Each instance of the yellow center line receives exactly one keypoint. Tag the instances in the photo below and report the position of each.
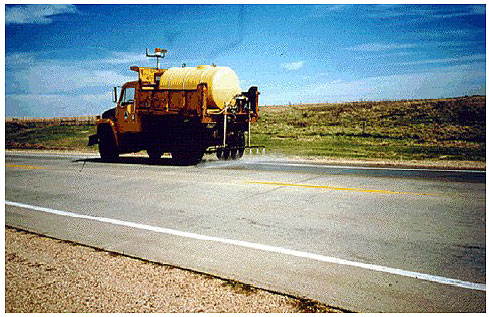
(380, 191)
(28, 167)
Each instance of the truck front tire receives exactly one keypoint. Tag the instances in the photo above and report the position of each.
(107, 146)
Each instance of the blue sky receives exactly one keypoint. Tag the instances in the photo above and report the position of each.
(62, 60)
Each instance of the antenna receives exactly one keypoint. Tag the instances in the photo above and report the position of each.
(159, 53)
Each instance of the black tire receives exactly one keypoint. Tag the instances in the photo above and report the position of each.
(239, 146)
(154, 154)
(107, 146)
(219, 154)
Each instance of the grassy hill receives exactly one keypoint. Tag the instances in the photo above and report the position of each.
(438, 129)
(435, 129)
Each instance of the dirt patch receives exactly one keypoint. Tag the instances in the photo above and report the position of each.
(49, 275)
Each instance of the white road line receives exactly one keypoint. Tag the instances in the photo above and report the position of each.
(365, 167)
(262, 247)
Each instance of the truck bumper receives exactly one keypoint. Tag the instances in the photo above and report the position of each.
(93, 139)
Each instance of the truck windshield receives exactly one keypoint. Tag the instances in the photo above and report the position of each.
(128, 95)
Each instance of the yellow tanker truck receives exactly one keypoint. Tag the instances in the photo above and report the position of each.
(185, 111)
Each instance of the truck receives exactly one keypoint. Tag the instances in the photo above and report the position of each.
(184, 111)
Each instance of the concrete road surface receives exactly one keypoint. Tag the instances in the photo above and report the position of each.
(362, 239)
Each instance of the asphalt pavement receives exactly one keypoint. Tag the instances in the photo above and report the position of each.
(364, 239)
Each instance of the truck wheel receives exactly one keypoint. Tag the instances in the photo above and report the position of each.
(154, 154)
(219, 154)
(223, 154)
(107, 147)
(238, 149)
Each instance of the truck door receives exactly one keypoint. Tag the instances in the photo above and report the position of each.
(127, 119)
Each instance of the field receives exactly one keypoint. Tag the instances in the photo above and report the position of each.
(434, 130)
(441, 129)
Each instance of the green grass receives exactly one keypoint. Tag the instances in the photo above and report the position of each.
(440, 129)
(21, 135)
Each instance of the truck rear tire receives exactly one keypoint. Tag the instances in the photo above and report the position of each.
(107, 146)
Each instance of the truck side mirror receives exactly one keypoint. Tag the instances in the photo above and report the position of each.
(114, 95)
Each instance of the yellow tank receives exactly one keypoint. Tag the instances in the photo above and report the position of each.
(222, 82)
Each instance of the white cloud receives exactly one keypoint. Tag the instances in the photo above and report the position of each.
(125, 58)
(52, 105)
(293, 65)
(36, 13)
(439, 82)
(446, 60)
(378, 47)
(36, 87)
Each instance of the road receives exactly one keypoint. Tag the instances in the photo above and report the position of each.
(361, 239)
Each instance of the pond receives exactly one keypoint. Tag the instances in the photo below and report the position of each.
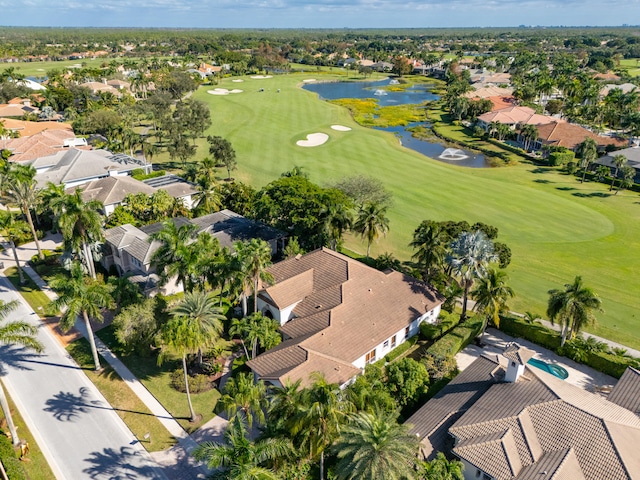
(414, 95)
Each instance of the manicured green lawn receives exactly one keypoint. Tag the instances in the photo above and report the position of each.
(556, 227)
(37, 467)
(127, 405)
(157, 380)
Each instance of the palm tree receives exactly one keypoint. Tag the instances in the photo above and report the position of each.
(376, 447)
(588, 153)
(11, 229)
(79, 295)
(22, 191)
(240, 459)
(81, 224)
(15, 333)
(173, 258)
(204, 318)
(337, 218)
(491, 295)
(440, 468)
(371, 222)
(319, 423)
(573, 307)
(619, 161)
(430, 246)
(242, 395)
(255, 330)
(470, 255)
(255, 257)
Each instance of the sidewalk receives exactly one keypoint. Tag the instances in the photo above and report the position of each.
(177, 462)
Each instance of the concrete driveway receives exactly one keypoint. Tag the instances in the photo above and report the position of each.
(78, 431)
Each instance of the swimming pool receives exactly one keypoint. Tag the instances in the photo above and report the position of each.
(556, 370)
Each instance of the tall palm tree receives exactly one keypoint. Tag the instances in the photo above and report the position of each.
(81, 225)
(11, 229)
(320, 422)
(242, 396)
(173, 257)
(440, 468)
(205, 318)
(588, 153)
(429, 243)
(491, 295)
(573, 307)
(240, 459)
(22, 191)
(337, 218)
(18, 333)
(470, 256)
(255, 257)
(619, 161)
(373, 446)
(371, 222)
(79, 295)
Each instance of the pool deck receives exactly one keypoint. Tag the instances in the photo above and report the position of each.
(579, 375)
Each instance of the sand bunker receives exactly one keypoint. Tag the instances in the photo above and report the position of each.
(313, 140)
(222, 91)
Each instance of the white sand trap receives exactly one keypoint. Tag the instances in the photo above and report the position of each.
(313, 140)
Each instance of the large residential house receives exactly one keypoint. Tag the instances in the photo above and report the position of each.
(507, 420)
(75, 167)
(111, 191)
(337, 315)
(129, 249)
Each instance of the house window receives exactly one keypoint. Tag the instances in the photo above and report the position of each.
(371, 356)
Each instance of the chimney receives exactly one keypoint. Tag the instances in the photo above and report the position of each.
(517, 357)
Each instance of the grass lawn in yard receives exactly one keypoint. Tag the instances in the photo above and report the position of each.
(157, 380)
(556, 227)
(127, 405)
(37, 467)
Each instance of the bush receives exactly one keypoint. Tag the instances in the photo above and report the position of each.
(536, 333)
(197, 383)
(12, 465)
(457, 339)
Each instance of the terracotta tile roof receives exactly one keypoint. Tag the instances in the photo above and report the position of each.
(626, 393)
(517, 115)
(344, 309)
(569, 135)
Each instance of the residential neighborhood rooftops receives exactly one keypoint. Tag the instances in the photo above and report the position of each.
(546, 424)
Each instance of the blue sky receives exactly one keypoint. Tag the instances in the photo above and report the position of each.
(317, 13)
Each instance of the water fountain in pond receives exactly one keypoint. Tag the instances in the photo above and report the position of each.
(453, 154)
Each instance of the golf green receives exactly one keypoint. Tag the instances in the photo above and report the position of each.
(556, 227)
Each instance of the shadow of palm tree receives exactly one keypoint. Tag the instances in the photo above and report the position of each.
(67, 406)
(126, 464)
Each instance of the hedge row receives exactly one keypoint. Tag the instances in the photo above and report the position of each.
(12, 466)
(613, 365)
(458, 338)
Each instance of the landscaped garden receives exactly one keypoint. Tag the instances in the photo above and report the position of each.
(556, 227)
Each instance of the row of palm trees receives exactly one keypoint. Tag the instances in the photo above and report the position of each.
(304, 425)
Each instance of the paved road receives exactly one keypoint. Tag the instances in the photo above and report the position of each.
(79, 433)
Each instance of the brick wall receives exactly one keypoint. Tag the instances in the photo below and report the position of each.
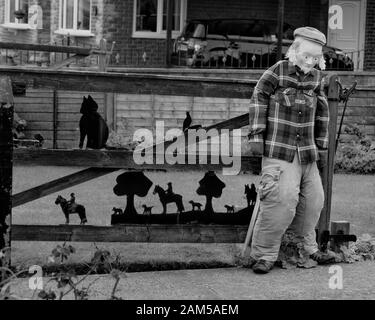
(369, 62)
(118, 26)
(118, 23)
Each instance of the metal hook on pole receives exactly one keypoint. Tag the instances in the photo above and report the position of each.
(344, 96)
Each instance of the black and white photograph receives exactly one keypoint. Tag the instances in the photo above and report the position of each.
(184, 156)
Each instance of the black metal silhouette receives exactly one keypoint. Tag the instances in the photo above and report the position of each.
(130, 184)
(187, 122)
(251, 194)
(230, 209)
(70, 207)
(195, 205)
(117, 211)
(169, 198)
(92, 125)
(147, 210)
(211, 187)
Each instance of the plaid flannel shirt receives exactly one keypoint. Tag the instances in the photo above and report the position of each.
(289, 113)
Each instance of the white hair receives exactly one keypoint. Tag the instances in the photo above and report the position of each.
(292, 54)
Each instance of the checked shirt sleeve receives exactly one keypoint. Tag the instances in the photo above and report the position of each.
(259, 103)
(321, 119)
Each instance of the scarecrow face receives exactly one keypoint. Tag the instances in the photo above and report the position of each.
(308, 55)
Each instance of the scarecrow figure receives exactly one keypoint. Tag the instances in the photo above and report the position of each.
(289, 127)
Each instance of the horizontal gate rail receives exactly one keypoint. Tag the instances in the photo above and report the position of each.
(131, 233)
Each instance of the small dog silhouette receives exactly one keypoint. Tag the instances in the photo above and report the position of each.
(117, 210)
(230, 209)
(70, 207)
(146, 210)
(195, 204)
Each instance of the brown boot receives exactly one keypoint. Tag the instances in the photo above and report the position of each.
(263, 266)
(322, 258)
(249, 262)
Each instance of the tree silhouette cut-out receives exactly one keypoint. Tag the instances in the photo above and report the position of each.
(210, 187)
(130, 184)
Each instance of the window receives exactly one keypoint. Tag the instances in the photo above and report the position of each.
(150, 18)
(75, 17)
(16, 11)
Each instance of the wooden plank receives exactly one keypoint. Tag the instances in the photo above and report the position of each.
(55, 118)
(6, 166)
(46, 48)
(131, 233)
(131, 83)
(36, 116)
(116, 159)
(58, 184)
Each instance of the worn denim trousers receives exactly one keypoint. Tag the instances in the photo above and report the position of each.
(291, 197)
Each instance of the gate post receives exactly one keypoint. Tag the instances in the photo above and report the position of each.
(327, 170)
(6, 163)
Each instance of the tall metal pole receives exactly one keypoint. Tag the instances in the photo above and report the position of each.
(327, 170)
(169, 33)
(6, 165)
(280, 29)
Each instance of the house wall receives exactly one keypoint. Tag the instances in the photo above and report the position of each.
(118, 27)
(11, 35)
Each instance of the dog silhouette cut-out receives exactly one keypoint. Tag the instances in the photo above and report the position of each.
(230, 209)
(92, 125)
(70, 207)
(195, 205)
(146, 210)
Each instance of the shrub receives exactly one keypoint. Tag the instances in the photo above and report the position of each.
(357, 155)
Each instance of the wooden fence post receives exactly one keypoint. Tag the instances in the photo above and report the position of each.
(6, 163)
(55, 117)
(327, 170)
(103, 55)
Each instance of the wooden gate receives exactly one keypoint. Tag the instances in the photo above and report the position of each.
(104, 162)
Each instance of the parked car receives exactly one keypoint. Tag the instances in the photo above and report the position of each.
(240, 43)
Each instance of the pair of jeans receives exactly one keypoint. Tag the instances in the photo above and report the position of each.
(291, 197)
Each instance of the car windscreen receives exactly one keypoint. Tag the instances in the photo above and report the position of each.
(194, 30)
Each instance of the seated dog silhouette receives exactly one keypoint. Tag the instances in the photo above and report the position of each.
(92, 125)
(230, 209)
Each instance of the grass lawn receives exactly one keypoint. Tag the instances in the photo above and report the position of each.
(353, 200)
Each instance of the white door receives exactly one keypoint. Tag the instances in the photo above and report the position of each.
(351, 37)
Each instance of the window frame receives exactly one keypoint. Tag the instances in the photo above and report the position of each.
(13, 24)
(159, 33)
(62, 22)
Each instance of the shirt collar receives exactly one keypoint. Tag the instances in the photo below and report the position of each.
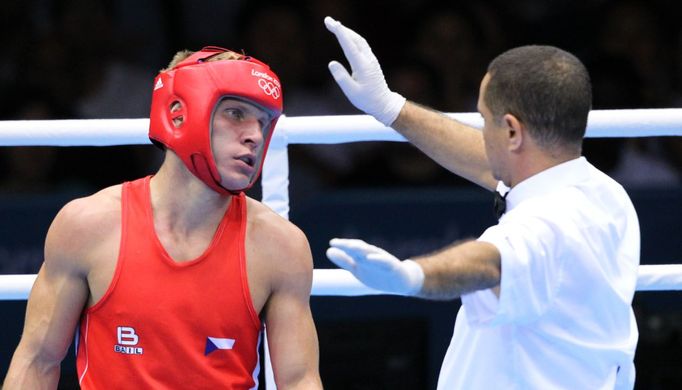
(549, 180)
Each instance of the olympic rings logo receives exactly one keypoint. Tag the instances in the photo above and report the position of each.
(269, 88)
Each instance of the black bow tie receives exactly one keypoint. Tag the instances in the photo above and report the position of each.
(500, 204)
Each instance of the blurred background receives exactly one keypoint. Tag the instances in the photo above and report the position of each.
(97, 59)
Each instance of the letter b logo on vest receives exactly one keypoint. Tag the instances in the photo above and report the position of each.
(127, 336)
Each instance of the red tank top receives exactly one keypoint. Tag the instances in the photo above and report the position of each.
(163, 324)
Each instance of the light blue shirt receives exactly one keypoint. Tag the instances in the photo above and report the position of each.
(569, 243)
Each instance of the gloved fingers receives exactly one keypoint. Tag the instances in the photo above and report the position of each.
(355, 47)
(341, 75)
(341, 259)
(382, 261)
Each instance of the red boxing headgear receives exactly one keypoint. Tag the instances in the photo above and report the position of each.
(198, 84)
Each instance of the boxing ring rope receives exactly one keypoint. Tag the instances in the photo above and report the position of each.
(323, 130)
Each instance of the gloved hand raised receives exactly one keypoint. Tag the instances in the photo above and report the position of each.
(366, 88)
(375, 267)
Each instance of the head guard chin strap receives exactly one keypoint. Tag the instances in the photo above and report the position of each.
(190, 91)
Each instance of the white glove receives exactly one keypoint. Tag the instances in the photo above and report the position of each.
(375, 267)
(366, 88)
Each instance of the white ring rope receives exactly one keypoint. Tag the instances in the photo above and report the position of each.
(314, 129)
(323, 130)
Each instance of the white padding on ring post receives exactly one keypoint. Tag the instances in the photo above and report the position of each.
(659, 277)
(275, 176)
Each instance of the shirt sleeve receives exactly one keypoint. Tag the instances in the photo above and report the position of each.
(531, 274)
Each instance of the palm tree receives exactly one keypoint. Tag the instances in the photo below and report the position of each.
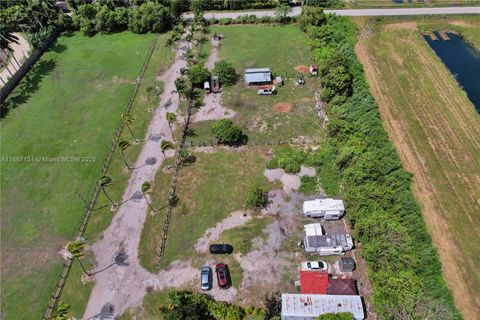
(181, 86)
(164, 146)
(75, 248)
(104, 182)
(146, 187)
(129, 120)
(123, 145)
(60, 312)
(149, 91)
(171, 118)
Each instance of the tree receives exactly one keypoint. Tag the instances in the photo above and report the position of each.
(150, 16)
(76, 250)
(149, 90)
(164, 146)
(7, 38)
(129, 120)
(171, 118)
(60, 312)
(104, 182)
(256, 198)
(181, 86)
(123, 145)
(282, 11)
(198, 74)
(226, 132)
(146, 188)
(336, 316)
(226, 72)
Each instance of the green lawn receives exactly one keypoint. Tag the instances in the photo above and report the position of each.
(209, 190)
(281, 48)
(83, 86)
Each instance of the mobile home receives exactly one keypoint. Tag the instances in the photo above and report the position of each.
(329, 208)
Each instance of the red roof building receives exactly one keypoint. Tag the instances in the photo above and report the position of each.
(315, 282)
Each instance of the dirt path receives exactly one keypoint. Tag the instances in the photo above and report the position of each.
(19, 50)
(443, 153)
(125, 286)
(213, 109)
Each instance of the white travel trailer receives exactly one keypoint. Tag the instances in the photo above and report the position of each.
(329, 209)
(326, 245)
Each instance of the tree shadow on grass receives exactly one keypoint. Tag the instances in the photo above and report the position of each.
(29, 84)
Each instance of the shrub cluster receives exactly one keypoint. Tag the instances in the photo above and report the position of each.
(403, 265)
(91, 18)
(250, 19)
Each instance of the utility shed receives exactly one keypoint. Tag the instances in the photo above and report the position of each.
(346, 287)
(329, 208)
(258, 76)
(346, 264)
(310, 306)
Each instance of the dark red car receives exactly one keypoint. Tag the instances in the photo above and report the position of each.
(223, 275)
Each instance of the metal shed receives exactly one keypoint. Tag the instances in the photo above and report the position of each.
(258, 76)
(346, 264)
(310, 306)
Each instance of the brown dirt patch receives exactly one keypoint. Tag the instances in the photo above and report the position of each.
(410, 25)
(283, 107)
(302, 68)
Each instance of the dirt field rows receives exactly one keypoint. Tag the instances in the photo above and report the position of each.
(435, 129)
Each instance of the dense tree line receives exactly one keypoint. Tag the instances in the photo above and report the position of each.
(403, 265)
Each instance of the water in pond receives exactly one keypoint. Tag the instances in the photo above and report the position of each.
(462, 60)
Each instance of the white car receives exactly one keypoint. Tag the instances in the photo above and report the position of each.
(315, 266)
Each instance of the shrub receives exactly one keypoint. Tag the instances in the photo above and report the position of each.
(226, 72)
(198, 74)
(256, 198)
(227, 133)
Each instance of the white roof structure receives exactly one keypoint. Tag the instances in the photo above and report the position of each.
(313, 229)
(258, 75)
(310, 306)
(328, 204)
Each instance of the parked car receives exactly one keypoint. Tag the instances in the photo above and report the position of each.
(223, 275)
(221, 248)
(206, 278)
(315, 266)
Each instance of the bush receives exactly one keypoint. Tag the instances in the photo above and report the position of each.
(226, 72)
(198, 74)
(256, 198)
(227, 133)
(150, 16)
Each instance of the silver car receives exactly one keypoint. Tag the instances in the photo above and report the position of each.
(206, 278)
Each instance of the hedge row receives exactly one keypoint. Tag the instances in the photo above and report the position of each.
(403, 266)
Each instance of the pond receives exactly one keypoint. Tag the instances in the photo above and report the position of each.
(462, 60)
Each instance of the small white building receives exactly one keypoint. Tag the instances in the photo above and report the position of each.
(310, 306)
(329, 208)
(325, 244)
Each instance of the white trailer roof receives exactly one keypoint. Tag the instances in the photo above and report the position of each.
(313, 229)
(314, 305)
(328, 204)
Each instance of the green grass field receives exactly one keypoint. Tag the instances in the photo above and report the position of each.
(286, 48)
(209, 190)
(72, 111)
(435, 129)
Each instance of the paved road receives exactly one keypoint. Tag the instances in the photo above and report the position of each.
(351, 12)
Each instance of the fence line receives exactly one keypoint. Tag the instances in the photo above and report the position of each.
(83, 222)
(17, 77)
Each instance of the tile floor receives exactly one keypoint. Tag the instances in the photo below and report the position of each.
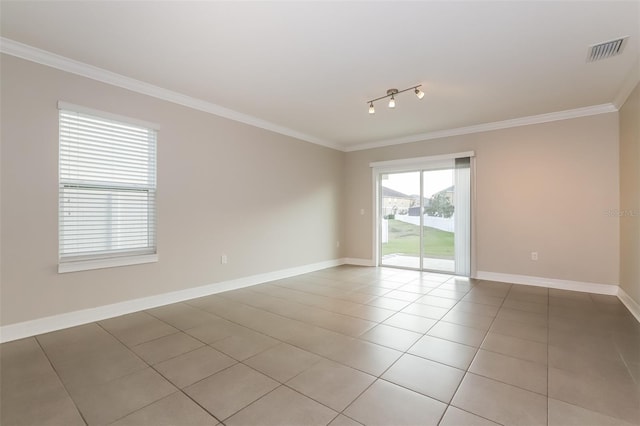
(341, 346)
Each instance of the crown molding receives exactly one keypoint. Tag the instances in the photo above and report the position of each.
(486, 127)
(43, 57)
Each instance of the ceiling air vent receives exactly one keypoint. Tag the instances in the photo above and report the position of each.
(607, 49)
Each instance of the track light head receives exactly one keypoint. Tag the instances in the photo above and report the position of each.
(391, 93)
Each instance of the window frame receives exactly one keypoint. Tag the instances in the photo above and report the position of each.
(115, 257)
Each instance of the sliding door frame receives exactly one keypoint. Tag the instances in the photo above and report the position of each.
(418, 164)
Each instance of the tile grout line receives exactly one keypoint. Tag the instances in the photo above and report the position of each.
(467, 372)
(64, 386)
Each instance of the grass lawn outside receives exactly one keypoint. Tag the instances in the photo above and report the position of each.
(404, 238)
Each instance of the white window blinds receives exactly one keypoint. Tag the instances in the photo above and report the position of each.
(107, 188)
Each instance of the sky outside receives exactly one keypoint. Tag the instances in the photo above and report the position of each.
(409, 183)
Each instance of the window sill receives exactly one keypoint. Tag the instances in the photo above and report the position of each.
(85, 265)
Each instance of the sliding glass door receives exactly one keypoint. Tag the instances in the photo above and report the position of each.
(424, 217)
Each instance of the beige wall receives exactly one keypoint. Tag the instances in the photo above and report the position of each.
(630, 195)
(543, 188)
(223, 187)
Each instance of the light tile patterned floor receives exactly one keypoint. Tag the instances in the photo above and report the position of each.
(341, 346)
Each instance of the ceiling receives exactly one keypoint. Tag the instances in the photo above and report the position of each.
(308, 68)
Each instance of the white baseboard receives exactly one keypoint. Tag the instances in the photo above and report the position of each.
(631, 304)
(610, 289)
(358, 262)
(71, 319)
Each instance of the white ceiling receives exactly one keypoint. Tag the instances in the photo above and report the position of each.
(308, 68)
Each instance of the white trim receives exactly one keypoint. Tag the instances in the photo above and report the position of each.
(497, 125)
(57, 322)
(106, 115)
(23, 51)
(631, 304)
(611, 289)
(29, 53)
(112, 262)
(420, 161)
(358, 262)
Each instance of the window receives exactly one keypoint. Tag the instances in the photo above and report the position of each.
(107, 190)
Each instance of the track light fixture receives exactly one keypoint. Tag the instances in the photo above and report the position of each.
(391, 93)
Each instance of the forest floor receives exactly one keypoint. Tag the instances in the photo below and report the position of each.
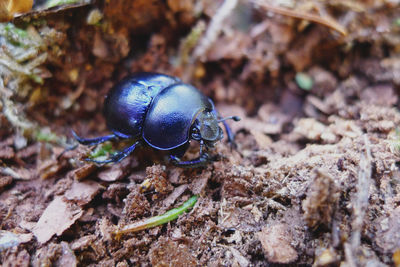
(313, 180)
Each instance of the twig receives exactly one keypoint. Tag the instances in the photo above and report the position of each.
(326, 21)
(157, 220)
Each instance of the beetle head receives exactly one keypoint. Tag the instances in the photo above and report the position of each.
(206, 128)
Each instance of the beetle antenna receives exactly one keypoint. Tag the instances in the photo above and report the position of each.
(235, 118)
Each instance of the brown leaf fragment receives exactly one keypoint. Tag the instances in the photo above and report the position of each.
(18, 174)
(388, 231)
(48, 168)
(6, 152)
(4, 181)
(67, 257)
(276, 242)
(321, 199)
(28, 151)
(199, 184)
(83, 243)
(56, 218)
(382, 95)
(165, 252)
(168, 201)
(82, 192)
(115, 172)
(21, 259)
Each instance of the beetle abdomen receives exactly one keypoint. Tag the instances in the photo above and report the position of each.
(126, 105)
(171, 114)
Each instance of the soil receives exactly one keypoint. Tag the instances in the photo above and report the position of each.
(313, 178)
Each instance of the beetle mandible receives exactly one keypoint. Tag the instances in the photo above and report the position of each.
(164, 113)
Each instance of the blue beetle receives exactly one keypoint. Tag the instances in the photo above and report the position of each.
(164, 113)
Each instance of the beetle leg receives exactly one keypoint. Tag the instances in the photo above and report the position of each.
(117, 157)
(229, 133)
(94, 141)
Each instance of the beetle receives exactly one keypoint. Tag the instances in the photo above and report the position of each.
(163, 112)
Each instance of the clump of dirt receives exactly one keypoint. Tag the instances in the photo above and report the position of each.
(313, 175)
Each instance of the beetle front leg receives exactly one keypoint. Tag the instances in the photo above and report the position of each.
(120, 155)
(94, 141)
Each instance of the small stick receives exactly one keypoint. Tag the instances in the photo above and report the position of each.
(157, 220)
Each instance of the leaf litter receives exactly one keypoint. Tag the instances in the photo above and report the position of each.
(314, 178)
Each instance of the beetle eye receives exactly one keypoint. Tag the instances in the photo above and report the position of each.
(196, 133)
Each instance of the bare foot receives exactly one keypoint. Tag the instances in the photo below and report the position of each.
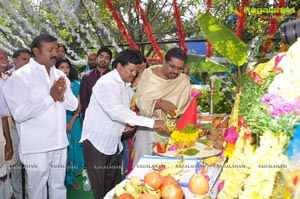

_____

Collect every line in the listing above that contains the string "tall", where case counts.

Task result
Each instance of the tall palm tree receives exactly one keypoint. Tag the instances in the photo above and report the position of each.
Each instance of the tall metal pole receives exactly one keypoint. Tag the instances in the photo above and report the position of each.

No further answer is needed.